[Start of TASK DATA]
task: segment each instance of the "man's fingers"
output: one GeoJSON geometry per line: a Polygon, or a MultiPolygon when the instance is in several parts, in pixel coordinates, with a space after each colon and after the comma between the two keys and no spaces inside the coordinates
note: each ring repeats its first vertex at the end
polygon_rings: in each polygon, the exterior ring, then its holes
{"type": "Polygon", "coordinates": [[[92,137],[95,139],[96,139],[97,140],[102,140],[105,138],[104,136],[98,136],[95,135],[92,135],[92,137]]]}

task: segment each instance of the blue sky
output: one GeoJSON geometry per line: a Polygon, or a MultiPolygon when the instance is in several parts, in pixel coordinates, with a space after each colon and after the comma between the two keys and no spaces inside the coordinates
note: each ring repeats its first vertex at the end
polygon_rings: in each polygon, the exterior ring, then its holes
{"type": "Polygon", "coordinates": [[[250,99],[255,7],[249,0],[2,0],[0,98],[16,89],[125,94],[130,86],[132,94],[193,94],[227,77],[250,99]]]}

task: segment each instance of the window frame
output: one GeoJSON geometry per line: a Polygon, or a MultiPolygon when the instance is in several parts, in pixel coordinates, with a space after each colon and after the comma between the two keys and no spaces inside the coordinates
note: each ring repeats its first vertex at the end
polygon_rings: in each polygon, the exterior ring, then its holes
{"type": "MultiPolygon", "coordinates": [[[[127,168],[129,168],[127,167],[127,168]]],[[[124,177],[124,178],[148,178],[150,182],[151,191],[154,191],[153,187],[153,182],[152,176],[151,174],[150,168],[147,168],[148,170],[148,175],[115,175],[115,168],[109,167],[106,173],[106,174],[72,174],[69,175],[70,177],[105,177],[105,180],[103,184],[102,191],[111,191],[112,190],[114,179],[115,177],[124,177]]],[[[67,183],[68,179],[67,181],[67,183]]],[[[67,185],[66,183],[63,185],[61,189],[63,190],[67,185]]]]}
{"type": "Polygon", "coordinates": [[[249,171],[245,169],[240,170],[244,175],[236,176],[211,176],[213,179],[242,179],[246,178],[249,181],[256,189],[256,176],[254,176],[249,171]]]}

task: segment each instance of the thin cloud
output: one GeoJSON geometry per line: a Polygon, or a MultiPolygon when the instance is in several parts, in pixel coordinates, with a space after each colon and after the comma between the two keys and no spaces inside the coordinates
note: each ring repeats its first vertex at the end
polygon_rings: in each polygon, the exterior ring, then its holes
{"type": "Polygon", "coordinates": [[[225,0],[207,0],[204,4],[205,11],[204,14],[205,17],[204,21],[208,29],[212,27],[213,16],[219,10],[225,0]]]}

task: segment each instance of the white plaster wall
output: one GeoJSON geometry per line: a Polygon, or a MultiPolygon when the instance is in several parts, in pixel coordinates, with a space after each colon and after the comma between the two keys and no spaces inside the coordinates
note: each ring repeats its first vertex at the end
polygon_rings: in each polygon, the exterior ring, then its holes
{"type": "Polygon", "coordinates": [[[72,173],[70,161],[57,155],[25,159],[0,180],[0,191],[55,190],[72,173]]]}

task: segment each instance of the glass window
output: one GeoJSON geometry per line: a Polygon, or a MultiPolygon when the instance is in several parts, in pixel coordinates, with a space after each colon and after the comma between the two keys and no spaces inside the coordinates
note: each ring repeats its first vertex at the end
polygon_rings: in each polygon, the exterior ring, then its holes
[End of TASK DATA]
[Start of TASK DATA]
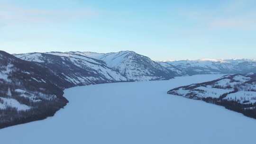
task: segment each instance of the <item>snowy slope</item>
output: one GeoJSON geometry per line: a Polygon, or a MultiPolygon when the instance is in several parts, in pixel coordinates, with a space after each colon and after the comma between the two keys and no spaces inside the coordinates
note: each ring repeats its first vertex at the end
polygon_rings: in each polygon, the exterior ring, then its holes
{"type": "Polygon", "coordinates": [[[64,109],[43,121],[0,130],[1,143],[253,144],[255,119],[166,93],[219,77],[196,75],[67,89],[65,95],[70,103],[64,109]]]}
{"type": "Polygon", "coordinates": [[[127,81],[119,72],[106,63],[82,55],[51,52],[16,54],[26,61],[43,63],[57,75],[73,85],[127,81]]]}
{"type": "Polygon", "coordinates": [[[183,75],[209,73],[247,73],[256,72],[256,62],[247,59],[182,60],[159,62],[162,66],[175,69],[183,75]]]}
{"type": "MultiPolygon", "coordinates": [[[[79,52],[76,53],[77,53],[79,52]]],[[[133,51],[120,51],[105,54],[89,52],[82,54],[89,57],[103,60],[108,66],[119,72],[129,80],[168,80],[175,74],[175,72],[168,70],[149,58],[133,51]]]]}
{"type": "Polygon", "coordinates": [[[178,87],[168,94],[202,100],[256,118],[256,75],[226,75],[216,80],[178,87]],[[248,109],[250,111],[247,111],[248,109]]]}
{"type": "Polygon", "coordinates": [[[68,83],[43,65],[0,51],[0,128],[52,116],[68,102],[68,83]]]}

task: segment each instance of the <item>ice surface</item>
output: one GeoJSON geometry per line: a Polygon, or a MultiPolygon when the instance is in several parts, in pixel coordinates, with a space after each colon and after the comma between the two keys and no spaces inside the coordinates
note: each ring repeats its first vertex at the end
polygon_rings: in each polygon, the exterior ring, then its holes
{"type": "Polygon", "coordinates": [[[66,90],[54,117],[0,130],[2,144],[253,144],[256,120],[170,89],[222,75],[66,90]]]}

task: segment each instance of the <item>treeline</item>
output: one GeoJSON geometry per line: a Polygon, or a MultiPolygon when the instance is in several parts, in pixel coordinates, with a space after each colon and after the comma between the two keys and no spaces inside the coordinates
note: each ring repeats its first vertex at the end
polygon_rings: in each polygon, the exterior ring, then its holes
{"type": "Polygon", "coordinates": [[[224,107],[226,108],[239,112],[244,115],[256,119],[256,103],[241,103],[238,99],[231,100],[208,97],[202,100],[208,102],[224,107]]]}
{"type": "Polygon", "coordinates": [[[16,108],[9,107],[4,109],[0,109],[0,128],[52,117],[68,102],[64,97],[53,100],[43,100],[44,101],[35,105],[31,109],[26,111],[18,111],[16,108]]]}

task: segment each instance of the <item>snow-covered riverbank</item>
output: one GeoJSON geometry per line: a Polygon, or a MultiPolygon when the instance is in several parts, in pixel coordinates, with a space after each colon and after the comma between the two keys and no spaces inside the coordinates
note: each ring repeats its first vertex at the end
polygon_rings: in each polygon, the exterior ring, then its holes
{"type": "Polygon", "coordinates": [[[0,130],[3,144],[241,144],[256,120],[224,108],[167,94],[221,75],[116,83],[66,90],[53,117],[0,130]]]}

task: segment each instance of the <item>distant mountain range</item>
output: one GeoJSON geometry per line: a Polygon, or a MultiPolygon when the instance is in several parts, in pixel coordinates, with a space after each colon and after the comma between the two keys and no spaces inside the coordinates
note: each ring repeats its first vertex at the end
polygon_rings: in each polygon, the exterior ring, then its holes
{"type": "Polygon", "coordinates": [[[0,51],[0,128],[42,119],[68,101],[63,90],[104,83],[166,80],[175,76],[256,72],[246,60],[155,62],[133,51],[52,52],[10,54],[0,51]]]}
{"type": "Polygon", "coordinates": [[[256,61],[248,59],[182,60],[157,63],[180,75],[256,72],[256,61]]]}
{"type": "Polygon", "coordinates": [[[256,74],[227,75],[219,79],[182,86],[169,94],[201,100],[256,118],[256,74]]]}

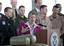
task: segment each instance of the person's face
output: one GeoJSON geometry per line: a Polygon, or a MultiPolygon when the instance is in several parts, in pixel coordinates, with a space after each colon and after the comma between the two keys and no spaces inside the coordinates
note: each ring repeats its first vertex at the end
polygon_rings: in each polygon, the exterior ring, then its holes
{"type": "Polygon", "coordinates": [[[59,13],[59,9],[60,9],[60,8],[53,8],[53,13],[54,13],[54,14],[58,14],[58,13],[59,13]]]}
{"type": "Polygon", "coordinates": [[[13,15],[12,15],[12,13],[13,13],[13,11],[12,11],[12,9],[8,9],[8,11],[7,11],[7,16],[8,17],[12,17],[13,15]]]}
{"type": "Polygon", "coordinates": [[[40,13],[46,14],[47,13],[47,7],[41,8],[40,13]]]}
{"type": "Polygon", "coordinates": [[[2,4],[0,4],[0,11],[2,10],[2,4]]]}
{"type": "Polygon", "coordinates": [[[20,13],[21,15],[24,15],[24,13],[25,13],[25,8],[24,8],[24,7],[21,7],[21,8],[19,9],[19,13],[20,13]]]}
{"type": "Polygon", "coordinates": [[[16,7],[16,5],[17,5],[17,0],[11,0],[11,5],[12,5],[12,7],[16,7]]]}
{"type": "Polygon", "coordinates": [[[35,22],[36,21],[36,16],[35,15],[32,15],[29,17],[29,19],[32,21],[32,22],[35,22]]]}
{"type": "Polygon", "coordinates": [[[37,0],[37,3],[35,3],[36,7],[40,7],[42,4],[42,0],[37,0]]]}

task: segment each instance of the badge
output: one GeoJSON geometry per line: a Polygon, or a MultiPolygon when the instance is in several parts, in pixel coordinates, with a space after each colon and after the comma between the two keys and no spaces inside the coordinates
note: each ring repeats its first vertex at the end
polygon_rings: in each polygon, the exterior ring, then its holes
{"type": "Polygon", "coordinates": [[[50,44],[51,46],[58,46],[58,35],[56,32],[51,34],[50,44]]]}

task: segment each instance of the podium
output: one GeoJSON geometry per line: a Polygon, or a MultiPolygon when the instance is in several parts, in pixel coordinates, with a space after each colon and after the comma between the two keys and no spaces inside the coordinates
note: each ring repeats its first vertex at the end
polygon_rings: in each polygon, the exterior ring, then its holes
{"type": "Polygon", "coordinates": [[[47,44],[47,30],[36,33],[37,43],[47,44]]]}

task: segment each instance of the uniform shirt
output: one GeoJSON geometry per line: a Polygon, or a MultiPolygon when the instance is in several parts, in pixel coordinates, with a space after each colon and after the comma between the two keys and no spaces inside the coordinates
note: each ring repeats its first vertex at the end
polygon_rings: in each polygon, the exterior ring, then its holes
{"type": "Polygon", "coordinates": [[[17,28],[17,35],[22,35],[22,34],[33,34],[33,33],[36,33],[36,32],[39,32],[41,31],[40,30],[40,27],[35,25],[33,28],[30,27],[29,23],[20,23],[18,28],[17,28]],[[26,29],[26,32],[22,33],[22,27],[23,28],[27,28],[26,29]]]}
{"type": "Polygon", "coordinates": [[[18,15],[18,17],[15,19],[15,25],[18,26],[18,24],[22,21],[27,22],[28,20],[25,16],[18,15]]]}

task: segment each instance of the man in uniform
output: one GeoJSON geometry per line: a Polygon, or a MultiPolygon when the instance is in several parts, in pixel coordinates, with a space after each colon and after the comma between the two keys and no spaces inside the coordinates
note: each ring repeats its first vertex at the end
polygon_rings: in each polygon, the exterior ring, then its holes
[End of TASK DATA]
[Start of TASK DATA]
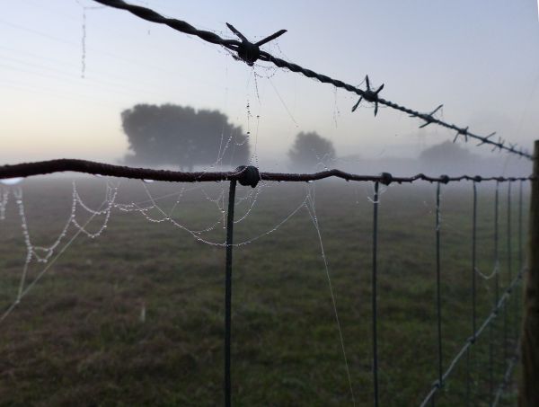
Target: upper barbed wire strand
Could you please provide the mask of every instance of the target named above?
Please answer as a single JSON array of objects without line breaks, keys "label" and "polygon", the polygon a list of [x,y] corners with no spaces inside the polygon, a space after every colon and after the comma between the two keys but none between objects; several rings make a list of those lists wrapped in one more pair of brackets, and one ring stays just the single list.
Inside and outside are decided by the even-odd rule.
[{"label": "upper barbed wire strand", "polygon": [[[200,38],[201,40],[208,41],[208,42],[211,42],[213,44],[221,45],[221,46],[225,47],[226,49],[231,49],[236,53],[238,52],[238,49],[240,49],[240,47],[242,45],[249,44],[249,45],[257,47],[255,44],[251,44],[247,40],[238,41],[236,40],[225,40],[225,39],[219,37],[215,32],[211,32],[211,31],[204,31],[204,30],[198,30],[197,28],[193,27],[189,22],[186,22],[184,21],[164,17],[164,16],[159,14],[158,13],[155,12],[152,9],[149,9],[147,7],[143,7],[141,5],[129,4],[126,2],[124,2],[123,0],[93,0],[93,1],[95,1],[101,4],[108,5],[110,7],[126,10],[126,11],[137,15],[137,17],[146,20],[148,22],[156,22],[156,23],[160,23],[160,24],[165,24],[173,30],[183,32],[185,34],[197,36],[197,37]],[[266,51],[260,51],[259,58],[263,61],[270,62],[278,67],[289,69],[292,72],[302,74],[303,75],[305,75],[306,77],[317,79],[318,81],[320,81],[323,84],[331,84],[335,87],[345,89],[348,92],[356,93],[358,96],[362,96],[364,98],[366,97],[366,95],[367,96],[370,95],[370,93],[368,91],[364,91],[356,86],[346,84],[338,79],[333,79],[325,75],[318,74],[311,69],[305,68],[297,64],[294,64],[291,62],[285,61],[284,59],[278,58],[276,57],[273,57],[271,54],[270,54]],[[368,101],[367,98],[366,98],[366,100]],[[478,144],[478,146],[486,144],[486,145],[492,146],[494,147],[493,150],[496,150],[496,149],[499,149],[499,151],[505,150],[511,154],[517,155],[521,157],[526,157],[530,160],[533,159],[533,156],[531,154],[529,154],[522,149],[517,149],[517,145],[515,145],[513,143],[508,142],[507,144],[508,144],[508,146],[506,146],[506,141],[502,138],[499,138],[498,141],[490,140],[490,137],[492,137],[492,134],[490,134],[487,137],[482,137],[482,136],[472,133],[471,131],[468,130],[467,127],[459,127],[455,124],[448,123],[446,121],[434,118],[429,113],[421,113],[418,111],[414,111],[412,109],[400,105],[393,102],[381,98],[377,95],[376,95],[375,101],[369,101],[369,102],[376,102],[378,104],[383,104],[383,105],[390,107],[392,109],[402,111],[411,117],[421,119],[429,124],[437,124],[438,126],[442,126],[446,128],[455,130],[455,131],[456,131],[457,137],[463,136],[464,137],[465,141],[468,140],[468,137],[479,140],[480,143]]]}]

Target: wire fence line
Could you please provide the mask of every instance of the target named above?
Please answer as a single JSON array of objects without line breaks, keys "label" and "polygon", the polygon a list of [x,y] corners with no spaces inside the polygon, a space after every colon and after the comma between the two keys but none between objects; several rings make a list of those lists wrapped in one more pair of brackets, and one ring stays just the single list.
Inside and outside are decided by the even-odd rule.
[End of TASK DATA]
▶ [WHAT YOU WILL DO] Pull out every line of the records above that contains the word "uniform", matching case exactly.

▶ [FINAL RESULT]
task: segment each instance of the uniform shirt
task: segment each instance of the man in uniform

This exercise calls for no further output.